GIVEN PASSAGE:
<<<<
It is the use of superconducting accelerator technology that marked the decisive difference between the TESLA and rival projects, which were to rely on conventional, normally conducting technology. In the course of the development work for TESLA, it emerged that this type of superconducting linear accelerator would also be ideal for operating a free-electron laser in the X-ray range. TESLA was therefore planned as a combined facility, comprising a linear collider for particle physics experiments and an integrated X-ray laser for photon science.
Pioneering work for TESLA
In order to test the technology for TESLA under realistic conditions, the TESLA Collaboration constructed a fully functional test accelerator at DESY – the 100-metre-long TESLA Test Facility TTF – which featured all of the components required for the operation of a superconducting linear accelerator. Thanks to the quality of the development groundwork, the TTF got off to a flying start in 1997. Indeed, the first eight of the superconducting niobium cavities immediately achieved an accelerating field strength (gradient) in excess of the 15 megavolts per metre (MV/m) originally planned. This was a world premiere and also marked a decisive advance on the early days of the project, when the maximum gradient achievable in beam operation was only 5 to 8 MV/m. Meanwhile, it has proven possible to more than double the initially recorded value of 15 MV/m. In this way, the TESLA Collaboration has been able to deliver conclusive proof of the technical feasibility of a superconducting electron-positron linear accelerator.
The TTF team then went on to demonstrate the feasibility of the second part of the TESLA project, the superconducting X-ray laser. The decisive proof arrived at the start of 2000, when the TTF – following its conversion to a free-electron laser – first produced laser pulses with a wavelength of less than 100 nanometres. After it had successfully fulfilled this mission, the TTF was extended and converted to FLASH, the world’s first ever free-electron laser in the soft X-ray range. Since 2005 it has been available to scientists from around the world for their experiments.
>>>>
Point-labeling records
<<<<
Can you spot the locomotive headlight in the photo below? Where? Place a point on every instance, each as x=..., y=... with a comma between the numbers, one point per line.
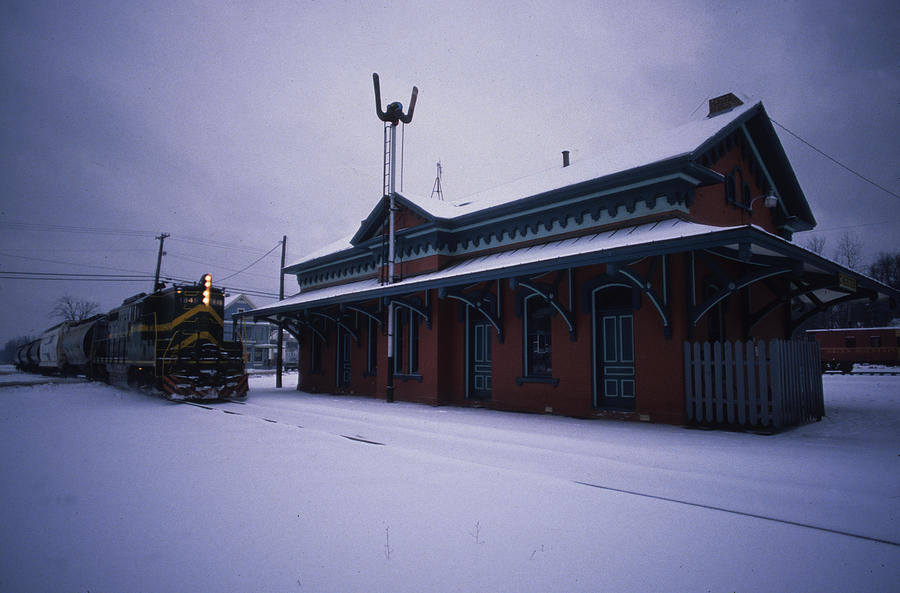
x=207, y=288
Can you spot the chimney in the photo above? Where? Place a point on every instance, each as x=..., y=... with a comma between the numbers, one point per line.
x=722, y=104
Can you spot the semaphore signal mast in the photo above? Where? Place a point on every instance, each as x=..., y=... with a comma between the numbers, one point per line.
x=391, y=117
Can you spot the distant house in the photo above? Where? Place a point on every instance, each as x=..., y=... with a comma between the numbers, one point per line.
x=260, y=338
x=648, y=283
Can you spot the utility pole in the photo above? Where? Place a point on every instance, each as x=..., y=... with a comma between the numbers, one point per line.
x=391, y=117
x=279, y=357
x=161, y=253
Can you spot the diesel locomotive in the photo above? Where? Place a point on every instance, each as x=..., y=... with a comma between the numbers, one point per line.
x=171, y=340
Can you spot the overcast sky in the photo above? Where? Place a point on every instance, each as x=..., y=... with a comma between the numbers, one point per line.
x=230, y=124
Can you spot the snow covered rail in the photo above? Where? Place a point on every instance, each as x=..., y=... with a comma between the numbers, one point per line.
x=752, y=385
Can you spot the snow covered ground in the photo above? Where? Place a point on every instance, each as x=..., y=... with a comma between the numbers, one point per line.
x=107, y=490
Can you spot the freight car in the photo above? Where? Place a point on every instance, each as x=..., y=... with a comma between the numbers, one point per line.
>>>>
WRITTEN INSTRUCTION: Proceed with the TESLA project text, picking up right after its final sentence.

RIGHT ANSWER:
- Free-electron laser in the soft X-ray range
- Length: 260 m
- since 2005 user operation
- five experimental stations
- Test stand for electron sources with linear accelerator at DESY in Zeuthen
- Length: approx. 12 m
- Commissioning: 2002
From TESLA to European XFEL and ILC
At the beginning of 2003 Germany’s Federal Ministry of Education and Research took a significant decision in favour of the X-ray laser part of the TESLA project. Whereas the X-ray laser was granted approval in principle as an independent European facility, a resolution regarding the linear collider was deferred pending global developments in the rest of the field. De facto, the two projects were thereby separated. Today the X-ray laser project is known as the European XFEL and is being realized in Hamburg and Schleswig-Holstein with substantial participation by DESY. The responsibility for the linear collider project has been transferred to the international level.
Following assessment of the various accelerator projects submitted, including TESLA, the international commission responsible decided in summer 2004 that the future linear collider – henceforth to be officially known as the International Linear Collider ILC – would be based on the TESLA technology developed by DESY and its partners. Since then, the development and planning work for the ILC has been proceeding at full speed, with a global collaboration now comprising more than 2000 scientists from over 25 countries currently working on the project. As experts in superconducting accelerator technology, DESY and its partners from abroad – now known as the TESLA Technology Collaboration – are playing a major role in these developments.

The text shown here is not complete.